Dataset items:
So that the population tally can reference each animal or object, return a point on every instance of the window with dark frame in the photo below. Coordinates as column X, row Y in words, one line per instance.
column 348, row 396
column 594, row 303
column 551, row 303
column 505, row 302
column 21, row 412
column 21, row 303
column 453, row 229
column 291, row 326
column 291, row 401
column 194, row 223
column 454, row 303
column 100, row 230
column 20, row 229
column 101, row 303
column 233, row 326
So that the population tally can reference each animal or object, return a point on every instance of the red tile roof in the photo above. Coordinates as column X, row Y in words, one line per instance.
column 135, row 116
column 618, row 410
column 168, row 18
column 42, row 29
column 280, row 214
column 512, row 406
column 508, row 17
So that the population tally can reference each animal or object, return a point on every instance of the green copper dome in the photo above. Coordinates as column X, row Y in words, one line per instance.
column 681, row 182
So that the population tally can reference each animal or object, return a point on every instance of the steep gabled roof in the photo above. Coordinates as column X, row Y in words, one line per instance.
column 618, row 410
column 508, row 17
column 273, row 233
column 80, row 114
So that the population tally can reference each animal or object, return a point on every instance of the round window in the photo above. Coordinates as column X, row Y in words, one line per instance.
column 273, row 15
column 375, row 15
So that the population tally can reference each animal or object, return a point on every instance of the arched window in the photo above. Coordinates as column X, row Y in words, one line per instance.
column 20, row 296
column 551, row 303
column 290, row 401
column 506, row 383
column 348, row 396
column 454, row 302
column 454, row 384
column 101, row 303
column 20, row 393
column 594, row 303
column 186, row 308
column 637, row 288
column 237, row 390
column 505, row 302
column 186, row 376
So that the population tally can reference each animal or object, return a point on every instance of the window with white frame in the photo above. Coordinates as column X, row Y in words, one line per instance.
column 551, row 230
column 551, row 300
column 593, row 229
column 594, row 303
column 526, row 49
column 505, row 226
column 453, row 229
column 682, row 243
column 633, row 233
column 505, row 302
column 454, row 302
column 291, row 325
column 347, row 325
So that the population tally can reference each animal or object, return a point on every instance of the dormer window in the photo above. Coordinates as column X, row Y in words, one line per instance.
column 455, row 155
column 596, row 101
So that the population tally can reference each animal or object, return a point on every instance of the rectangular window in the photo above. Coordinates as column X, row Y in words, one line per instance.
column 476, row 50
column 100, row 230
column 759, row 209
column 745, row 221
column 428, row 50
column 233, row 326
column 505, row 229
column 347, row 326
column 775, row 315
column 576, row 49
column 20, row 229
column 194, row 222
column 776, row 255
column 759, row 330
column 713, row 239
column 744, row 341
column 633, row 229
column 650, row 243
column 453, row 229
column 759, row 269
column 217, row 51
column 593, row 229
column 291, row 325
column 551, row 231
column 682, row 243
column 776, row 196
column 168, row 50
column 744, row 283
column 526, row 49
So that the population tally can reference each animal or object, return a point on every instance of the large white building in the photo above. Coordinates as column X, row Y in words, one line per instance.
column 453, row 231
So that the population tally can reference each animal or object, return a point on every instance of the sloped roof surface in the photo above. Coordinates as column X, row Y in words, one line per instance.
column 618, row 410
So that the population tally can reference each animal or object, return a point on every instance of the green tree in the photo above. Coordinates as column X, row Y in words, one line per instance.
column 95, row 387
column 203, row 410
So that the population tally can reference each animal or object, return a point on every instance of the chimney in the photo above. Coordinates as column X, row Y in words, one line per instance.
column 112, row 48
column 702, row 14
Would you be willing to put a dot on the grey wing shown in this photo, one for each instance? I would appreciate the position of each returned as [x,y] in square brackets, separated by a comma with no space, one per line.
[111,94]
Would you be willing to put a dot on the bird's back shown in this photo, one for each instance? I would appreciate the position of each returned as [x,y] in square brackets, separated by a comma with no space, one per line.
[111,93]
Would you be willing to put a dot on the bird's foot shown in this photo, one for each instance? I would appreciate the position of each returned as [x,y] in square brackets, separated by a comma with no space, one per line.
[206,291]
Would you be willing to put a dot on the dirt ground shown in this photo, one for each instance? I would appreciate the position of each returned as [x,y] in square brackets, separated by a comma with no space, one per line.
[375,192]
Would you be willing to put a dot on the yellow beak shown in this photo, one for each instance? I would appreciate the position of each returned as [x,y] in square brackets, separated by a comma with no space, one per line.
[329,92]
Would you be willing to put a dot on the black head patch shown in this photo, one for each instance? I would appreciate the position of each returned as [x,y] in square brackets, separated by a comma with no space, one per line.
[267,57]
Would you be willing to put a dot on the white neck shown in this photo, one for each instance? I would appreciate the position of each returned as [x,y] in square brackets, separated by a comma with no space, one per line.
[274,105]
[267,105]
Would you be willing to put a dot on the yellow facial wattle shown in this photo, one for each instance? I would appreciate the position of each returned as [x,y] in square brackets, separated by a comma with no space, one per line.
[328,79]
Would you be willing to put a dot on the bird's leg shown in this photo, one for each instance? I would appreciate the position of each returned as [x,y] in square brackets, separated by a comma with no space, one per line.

=== What is being asked ===
Can you copy out every one of the dataset items above word for word, leaving nothing out and changing nothing?

=== The solution ===
So that the population tally can reference each animal or object, return a point on every instance of the window with dark frame in the photo below. Coordinates as column X, row Y in words, one line per instance.
column 348, row 396
column 594, row 303
column 551, row 303
column 505, row 302
column 21, row 412
column 21, row 303
column 453, row 229
column 291, row 326
column 291, row 401
column 194, row 223
column 454, row 303
column 100, row 230
column 20, row 229
column 101, row 303
column 233, row 326
So that the population tally can reference each animal or object, return a point on every instance of the red tile roof in the photo above. Coordinates as column X, row Y in words, one line per instance.
column 135, row 116
column 618, row 410
column 168, row 18
column 42, row 29
column 280, row 214
column 512, row 406
column 508, row 17
So that the population tally can reference each animal or object, return a point on every instance of the green copper dome in the photo above. Coordinates as column X, row Y in words, one line per instance.
column 681, row 182
So that the population tally can reference each animal or object, return a point on every instance of the steep gabled roof in the photo above. Coordinates as column X, row Y in words, one line per instance.
column 618, row 410
column 508, row 17
column 273, row 233
column 80, row 114
So that the population tally can reference each animal or object, return a point on every instance of the round window in the photo above. Coordinates as column X, row Y in words, one line per instance.
column 273, row 15
column 375, row 15
So that the population tally can reference each animal or object, return a point on every instance of the arched window in the photo above. Coordinates as column X, row Y in words, one line per instance.
column 20, row 296
column 551, row 303
column 290, row 401
column 506, row 383
column 348, row 396
column 454, row 302
column 454, row 384
column 101, row 303
column 20, row 393
column 594, row 303
column 186, row 308
column 637, row 288
column 237, row 390
column 505, row 302
column 186, row 376
So that the population tally can reference each animal or object, return a point on every instance of the window with white frame in the photo above. Coordinates as column X, row Y in words, one line per instance.
column 551, row 230
column 551, row 300
column 593, row 229
column 594, row 303
column 526, row 49
column 505, row 226
column 453, row 229
column 682, row 243
column 633, row 233
column 505, row 302
column 454, row 302
column 291, row 325
column 347, row 325
So that the population tally can reference each animal or object, return a point on every instance of the dormer window in the photo above. Coordinates as column X, row Y in words, one line per instance.
column 455, row 155
column 596, row 101
So that the population tally can reference each animal or object, return a point on every instance of the rectangular window in the photo above. Coordinates as column X, row Y in words, one line per instance.
column 476, row 50
column 100, row 230
column 759, row 209
column 745, row 221
column 428, row 50
column 233, row 326
column 505, row 229
column 347, row 326
column 775, row 315
column 576, row 49
column 20, row 229
column 194, row 222
column 776, row 255
column 759, row 330
column 713, row 239
column 744, row 341
column 633, row 229
column 650, row 243
column 453, row 229
column 759, row 269
column 217, row 51
column 593, row 229
column 291, row 325
column 551, row 231
column 682, row 243
column 776, row 196
column 168, row 50
column 744, row 283
column 526, row 49
So that the population tally can reference each animal or object, return a point on every instance of the large white building in the photo above. Coordinates as column X, row Y in words, one line per instance.
column 453, row 231
So that the population tally can reference each animal or object, return a point on every instance of the sloped roof surface in the photo above. Coordinates as column X, row Y in words, one line per instance.
column 618, row 410
So that the population tally can reference each animal or object, return a point on every instance of the green tree in the photo above. Coordinates as column X, row Y in words, one line per instance.
column 95, row 387
column 203, row 410
So that the population tally can reference each animal or object, return a point on every instance of the chimney in the photo above. Coordinates as column X, row Y in words, one line per instance.
column 112, row 48
column 702, row 14
Would you be willing to put a dot on the grey wing shown in this photo, one for each instance? I would appreciate the position of each returned as [x,y] in square brackets, separated by a comma with no space, one per line.
[111,94]
Would you be willing to put a dot on the bird's back shown in this photo, one for each instance? I would appreciate the position of each returned as [x,y] in square brackets, separated by a comma with no space, one per line.
[111,93]
Would you be willing to put a dot on the bird's foot shown in this photo, one for each instance? I would appreciate the position of each returned as [x,y] in square brackets, separated by a comma with no space, one per line.
[206,291]
Would you be willing to put a dot on the dirt ground shown in this photo, one for each instance? I would appreciate the position of each returned as [x,y] in square brackets, separated by a comma with no space, one per line.
[375,192]
Would you be willing to put a dot on the yellow beak shown in this photo, one for each instance? I would appreciate the position of each returned as [x,y] in square brackets, separated by a comma with no space, one per line.
[329,92]
Would you be willing to put a dot on the black head patch shown in this photo, one for each instance? I would appreciate the position of each returned as [x,y] in square brackets, separated by a comma with no space, one per line.
[267,57]
Would you be willing to put a dot on the white neck shown in this photo, one for each instance? I would appreciate the position of each returned as [x,y] in square brackets, separated by a comma with no space, one per line.
[274,105]
[267,105]
Would you be willing to put a dot on the yellow facial wattle shown in this photo, one for each instance? I would appreciate the position of each returned as [x,y] in square brackets, separated by a comma with no space, one per line.
[328,79]
Would you be willing to put a dot on the bird's leg shown in this photo, one for each instance? I would appreciate the position of each returned as [x,y] in square brackets, separated by a comma with no space, one per line.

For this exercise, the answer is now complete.